◆ ABOUT THIS TASK
Scan the entries that follow and copy out every line containing "dark".

(Collected data)
#####
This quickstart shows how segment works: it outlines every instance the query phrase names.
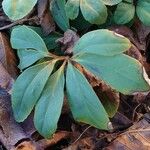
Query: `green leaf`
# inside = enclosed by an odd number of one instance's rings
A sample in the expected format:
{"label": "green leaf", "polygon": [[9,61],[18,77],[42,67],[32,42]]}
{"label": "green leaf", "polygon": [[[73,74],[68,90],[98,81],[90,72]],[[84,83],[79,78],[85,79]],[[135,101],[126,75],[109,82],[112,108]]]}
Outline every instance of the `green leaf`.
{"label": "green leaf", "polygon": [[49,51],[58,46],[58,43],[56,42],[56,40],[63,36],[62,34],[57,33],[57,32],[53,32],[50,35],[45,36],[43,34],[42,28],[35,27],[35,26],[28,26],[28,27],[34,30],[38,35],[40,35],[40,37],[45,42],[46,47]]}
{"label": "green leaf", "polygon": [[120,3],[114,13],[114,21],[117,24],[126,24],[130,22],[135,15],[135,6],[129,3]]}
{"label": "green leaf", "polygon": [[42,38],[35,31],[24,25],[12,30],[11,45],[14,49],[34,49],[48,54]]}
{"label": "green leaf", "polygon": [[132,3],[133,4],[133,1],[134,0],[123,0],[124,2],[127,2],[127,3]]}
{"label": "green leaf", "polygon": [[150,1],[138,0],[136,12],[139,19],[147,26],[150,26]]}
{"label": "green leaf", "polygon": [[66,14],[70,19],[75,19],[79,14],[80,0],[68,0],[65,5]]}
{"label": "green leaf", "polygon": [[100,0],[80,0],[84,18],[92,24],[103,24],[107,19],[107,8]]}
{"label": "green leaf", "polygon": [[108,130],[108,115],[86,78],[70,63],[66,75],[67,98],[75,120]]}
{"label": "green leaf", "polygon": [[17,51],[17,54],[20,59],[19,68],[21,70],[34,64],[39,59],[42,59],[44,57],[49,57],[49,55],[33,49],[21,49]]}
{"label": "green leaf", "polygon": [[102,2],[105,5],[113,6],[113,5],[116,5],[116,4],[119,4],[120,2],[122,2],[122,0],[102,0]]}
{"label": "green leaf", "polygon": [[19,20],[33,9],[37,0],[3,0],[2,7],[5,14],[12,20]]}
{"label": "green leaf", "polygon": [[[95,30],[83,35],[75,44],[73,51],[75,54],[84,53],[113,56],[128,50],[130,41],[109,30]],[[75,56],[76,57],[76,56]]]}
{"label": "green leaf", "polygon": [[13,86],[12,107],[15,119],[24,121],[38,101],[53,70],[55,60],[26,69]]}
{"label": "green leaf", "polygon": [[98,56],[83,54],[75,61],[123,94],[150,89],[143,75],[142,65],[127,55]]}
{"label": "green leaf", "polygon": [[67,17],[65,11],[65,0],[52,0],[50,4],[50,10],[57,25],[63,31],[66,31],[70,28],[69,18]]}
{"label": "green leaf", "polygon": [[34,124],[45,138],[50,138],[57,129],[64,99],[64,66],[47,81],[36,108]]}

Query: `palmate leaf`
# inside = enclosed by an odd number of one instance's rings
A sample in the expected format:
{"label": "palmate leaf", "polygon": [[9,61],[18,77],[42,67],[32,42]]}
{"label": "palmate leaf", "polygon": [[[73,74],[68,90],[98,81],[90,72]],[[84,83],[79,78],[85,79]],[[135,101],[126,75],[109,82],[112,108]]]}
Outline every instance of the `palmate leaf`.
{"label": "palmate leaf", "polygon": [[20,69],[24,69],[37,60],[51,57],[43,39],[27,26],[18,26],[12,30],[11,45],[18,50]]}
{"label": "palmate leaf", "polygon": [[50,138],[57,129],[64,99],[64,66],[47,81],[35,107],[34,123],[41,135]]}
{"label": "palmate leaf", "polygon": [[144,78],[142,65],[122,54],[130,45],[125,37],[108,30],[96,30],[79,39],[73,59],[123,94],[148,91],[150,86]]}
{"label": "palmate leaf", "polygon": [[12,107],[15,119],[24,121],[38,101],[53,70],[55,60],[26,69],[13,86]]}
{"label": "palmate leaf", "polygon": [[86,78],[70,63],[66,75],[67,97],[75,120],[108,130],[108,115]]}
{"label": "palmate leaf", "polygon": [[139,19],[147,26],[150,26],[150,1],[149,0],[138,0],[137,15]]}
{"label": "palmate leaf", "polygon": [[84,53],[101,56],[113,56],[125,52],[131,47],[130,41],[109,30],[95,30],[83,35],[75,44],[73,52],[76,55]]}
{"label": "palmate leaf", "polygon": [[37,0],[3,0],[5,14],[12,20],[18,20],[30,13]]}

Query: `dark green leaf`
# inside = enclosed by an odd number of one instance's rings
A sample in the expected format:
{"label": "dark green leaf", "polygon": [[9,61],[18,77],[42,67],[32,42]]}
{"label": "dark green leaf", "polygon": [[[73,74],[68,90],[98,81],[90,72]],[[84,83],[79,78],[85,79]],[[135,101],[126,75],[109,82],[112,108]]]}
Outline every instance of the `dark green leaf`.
#####
◆ SOLUTION FOR THIS EXERCISE
Query: `dark green leaf`
{"label": "dark green leaf", "polygon": [[9,61],[18,77],[42,67],[32,42]]}
{"label": "dark green leaf", "polygon": [[[73,74],[68,90],[98,81],[90,72]],[[84,83],[79,78],[85,79]],[[135,101],[126,75],[109,82],[112,108]]]}
Outline every instance of the `dark green leaf`.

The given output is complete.